| BRIEF A |
Copy the records below verbatim, starting at the line that contains "In this exercise you will locate the green foliage" and ending with the last line of the records.

| EXCERPT PROVIDED |
* * * * * * * * *

Where did the stats on the Bloodfang and Ekapshi come from? Just curious here...I've been searching for those two specifically for a few months now with no success.
 
Wow, the shields and armor on the Longbow in WC3 are thinner than I thought--I had thought they were equal to the WC4 Longbow.
 
Where did the stats on the Bloodfang and Ekapshi come from? Just curious here...I've been searching for those two specifically for a few months now with no success.

Origin's Official Guide to Wing Commander III has the specifications for both (and the Kilrathi Saga manual has just the Ekapshi.)
 
The best part of this app has to be the advice for Strakha versus Strakha (with Strakha versus Excalibur a close second).
 
Where did the stats on the Bloodfang and Ekapshi come from? Just curious here...I've been searching for those two specifically for a few months now with no success.
LOAF already covered this, but, as mentioned in the spreadsheet readme, the stats (other than the ones observable in-game) all came from four sources...Victory Streak, Warbirds, the Origin Official Guide, and the Authorized Combat Guide. All four come bundled with the GoG version of WC3 (along with a bunch of other goodies, which are themselves enough reason to spend $9.99 on it, even if you already own the game).

Running down the stat lineage was actually an interesting exercise. There are a number of stats where all four source materials disagreed, and at least one case (the armament of a Hellcat V) where all four were demonstrably wrong, compared to the game. Some seemed to be obvious typos or omissions (for instance, Warbirds doesn't mention that Paktahns carry torpedoes!), but some seemed to genuinely disagree. I suspect this was because the four materials were authored at different points during the game development cycle, and some of the ship stats were in flux as they fiddled around in playtesting and tried to optimize game balance. But this is just my theory. Going on that theory, the ACG seemed to be the "latest" or "most correct" of the four source materials (i.e. it was most likely to agree with in-game values when the sources differed), followed by Victory Streak, Warbirds, and then the OOG. So this was the order by which I prioritized the stats when resolving differences. I specified this in the Comparer. I assume all four of these source materials are considered canon?

* * * * * * * * *

| BRIEF B |
In the Wing Commander III discussion, which of the four source materials did the spreadsheet author rank as the most likely to agree with in-game values?

| Entries from a dataset |

* * * * * * * * *

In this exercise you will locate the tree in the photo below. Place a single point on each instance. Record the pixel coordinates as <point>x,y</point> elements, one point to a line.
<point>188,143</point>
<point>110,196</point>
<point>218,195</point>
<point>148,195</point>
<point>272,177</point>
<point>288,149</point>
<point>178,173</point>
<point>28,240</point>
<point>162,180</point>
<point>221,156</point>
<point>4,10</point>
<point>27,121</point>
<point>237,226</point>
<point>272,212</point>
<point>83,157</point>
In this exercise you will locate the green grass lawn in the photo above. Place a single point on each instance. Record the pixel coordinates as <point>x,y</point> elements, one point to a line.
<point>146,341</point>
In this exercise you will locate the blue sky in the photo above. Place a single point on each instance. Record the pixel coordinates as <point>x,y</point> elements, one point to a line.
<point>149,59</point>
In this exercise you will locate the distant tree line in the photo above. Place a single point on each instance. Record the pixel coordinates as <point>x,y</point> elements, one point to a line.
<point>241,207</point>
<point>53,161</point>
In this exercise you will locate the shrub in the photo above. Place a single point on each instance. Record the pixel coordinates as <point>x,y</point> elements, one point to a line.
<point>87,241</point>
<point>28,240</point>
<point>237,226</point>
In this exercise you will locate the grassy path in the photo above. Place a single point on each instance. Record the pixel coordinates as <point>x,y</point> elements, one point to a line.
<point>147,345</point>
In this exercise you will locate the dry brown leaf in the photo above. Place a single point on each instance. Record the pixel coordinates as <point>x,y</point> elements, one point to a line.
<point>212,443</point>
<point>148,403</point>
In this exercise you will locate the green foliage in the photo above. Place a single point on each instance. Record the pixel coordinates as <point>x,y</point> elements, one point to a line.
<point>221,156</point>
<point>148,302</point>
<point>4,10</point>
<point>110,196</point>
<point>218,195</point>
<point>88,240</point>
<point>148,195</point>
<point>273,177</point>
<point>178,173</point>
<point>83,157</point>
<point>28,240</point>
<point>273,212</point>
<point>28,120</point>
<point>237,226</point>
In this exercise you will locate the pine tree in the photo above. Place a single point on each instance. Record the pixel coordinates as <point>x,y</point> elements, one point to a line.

* * * * * * * * *

| FULL ANSWER A |
In this exercise you will locate the green foliage in the photo above. Place a single point on each instance. Record the pixel coordinates as <point>x,y</point> elements, one point to a line.
<point>221,156</point>
<point>148,302</point>
<point>4,10</point>
<point>110,196</point>
<point>218,195</point>
<point>88,240</point>
<point>148,195</point>
<point>273,177</point>
<point>178,173</point>
<point>83,157</point>
<point>28,240</point>
<point>273,212</point>
<point>28,120</point>
<point>237,226</point>
In this exercise you will locate the pine tree in the photo above. Place a single point on each instance. Record the pixel coordinates as <point>x,y</point> elements, one point to a line.

| FULL ANSWER B |
The Authorized Combat Guide (ACG).